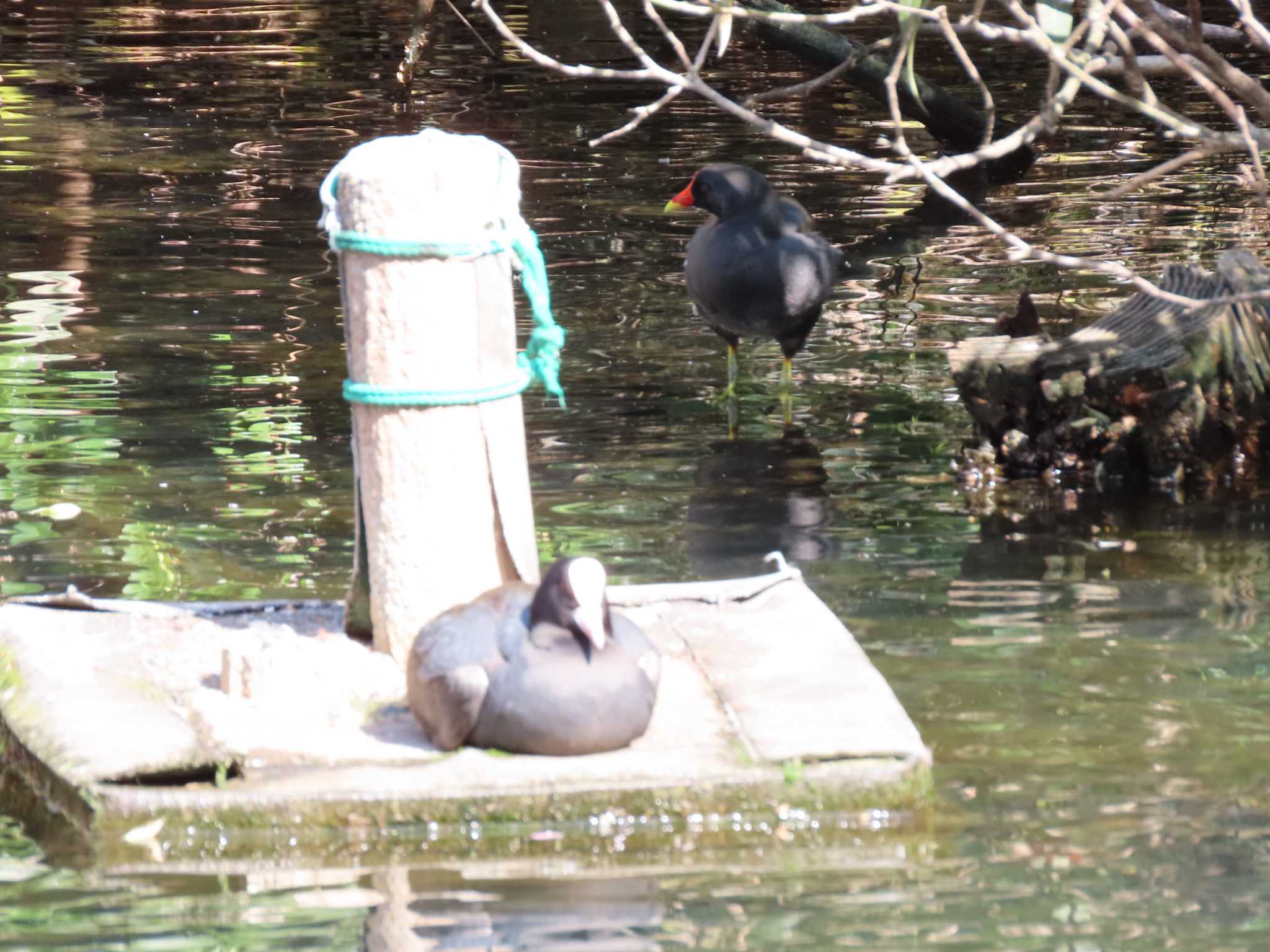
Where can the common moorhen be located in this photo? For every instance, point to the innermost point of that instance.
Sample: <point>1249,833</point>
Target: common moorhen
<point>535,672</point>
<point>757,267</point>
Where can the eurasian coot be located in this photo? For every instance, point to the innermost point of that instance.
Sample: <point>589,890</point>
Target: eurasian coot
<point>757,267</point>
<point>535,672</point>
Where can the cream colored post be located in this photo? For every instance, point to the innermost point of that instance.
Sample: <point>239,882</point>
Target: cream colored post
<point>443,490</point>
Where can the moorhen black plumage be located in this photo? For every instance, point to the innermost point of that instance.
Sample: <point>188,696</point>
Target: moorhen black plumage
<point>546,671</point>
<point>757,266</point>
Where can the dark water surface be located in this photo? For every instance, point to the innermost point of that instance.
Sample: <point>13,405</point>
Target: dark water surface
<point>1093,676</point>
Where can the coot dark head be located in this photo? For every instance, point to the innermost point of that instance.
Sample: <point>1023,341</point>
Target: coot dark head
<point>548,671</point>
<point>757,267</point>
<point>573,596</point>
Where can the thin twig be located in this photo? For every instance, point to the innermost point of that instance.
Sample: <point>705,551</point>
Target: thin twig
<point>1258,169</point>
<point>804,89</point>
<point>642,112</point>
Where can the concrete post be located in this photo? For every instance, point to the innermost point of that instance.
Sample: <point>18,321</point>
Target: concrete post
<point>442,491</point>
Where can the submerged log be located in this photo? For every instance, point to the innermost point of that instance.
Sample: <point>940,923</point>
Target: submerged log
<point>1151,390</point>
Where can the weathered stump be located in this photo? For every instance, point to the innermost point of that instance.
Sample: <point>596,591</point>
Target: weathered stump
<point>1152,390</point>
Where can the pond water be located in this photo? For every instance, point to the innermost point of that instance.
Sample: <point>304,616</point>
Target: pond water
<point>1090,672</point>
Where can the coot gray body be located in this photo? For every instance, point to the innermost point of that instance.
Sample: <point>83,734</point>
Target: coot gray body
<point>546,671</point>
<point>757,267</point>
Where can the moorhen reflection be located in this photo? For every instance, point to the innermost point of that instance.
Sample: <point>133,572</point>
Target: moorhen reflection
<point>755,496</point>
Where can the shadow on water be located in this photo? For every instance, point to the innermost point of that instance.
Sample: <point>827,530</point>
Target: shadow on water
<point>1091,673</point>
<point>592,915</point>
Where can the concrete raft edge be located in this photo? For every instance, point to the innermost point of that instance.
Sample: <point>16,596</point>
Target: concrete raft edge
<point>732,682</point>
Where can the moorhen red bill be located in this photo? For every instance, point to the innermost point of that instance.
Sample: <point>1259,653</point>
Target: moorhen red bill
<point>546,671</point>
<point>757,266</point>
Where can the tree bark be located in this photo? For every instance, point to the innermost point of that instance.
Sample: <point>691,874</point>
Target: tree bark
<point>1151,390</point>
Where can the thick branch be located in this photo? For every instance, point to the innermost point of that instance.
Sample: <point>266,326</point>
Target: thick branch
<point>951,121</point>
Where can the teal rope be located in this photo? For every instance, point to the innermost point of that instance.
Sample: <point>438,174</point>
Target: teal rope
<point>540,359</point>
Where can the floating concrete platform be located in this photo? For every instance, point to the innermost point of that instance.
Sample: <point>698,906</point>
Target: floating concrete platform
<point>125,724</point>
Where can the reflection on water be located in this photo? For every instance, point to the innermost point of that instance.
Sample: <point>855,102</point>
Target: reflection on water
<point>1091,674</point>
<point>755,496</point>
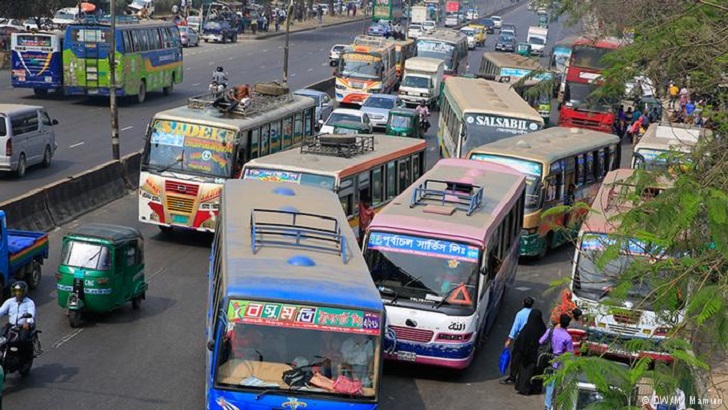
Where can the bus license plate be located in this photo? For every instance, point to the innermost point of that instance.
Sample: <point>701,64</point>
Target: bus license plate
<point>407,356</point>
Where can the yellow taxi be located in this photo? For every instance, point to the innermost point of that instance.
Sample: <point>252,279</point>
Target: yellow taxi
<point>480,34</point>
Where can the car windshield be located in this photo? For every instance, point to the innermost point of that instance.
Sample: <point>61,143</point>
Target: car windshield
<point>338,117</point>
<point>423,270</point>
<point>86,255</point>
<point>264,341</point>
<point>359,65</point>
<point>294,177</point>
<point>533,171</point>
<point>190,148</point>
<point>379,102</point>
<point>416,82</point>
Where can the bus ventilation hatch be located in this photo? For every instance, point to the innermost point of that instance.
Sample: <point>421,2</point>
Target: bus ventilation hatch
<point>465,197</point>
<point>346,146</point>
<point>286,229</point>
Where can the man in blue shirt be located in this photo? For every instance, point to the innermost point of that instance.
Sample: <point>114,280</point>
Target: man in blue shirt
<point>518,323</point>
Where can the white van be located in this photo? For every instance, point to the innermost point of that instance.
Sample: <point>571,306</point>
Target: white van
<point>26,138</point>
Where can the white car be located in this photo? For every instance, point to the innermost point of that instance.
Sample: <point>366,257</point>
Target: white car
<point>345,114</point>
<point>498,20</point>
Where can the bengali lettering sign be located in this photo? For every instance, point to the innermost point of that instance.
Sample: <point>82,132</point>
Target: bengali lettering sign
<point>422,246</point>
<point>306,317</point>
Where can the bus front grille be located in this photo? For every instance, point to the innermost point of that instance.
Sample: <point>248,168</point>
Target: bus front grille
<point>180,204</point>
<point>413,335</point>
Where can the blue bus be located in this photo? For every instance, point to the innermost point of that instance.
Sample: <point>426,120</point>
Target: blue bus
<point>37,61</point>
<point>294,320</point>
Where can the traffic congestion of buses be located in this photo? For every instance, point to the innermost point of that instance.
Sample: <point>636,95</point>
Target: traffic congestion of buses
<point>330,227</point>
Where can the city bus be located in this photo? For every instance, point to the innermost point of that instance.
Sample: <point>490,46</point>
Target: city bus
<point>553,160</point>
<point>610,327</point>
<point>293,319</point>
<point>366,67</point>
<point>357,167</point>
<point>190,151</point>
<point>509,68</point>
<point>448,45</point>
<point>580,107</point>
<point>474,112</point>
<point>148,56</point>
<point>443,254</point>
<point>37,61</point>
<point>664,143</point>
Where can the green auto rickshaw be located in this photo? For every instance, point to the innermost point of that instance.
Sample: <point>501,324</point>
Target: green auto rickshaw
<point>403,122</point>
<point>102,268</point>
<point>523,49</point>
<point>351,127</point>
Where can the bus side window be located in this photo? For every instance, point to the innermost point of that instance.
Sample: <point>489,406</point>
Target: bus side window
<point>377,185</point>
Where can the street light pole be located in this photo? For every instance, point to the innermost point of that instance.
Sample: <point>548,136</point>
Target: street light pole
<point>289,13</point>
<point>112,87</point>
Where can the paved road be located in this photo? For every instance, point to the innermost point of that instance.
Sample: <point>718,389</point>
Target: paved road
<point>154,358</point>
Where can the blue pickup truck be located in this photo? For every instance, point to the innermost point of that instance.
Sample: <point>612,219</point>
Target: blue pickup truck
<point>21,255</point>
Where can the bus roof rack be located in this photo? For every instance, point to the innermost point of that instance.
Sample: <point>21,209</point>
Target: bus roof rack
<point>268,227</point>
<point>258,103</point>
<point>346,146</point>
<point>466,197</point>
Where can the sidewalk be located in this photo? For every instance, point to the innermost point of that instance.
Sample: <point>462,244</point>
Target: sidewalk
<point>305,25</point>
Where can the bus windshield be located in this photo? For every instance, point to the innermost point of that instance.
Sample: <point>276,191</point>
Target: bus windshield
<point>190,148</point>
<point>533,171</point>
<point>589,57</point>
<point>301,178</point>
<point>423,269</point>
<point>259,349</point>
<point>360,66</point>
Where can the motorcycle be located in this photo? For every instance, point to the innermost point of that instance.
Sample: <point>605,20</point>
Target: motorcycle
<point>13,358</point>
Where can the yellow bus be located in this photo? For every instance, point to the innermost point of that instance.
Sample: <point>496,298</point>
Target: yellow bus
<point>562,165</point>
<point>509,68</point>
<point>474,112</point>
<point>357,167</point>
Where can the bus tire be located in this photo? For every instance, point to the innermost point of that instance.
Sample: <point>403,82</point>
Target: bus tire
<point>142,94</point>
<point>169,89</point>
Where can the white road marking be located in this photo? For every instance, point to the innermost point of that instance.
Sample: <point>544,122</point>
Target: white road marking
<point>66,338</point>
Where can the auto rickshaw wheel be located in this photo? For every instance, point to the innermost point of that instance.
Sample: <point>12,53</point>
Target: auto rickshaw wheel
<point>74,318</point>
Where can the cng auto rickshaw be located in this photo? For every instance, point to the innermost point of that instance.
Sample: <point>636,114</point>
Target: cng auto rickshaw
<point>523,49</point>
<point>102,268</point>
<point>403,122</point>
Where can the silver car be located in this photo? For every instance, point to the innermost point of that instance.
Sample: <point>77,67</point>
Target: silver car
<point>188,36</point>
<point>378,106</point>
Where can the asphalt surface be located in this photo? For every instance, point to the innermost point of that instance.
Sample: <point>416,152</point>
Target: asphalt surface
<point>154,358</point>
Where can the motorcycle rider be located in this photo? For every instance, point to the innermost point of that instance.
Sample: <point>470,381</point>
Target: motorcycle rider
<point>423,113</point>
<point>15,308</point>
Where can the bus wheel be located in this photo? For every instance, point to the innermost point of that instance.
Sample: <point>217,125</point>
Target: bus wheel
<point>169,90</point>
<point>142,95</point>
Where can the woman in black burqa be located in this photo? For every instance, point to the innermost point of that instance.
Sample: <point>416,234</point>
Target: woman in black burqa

——

Please write out, exactly as they appear, only the lines from the one holding "Target: bus wheel" through the end of the data.

Target: bus wheel
<point>169,90</point>
<point>142,95</point>
Where can the woman in black burqa be located in this photo? For every instance, point to the innermost point of that instance.
Sample: <point>416,234</point>
Target: woman in black burqa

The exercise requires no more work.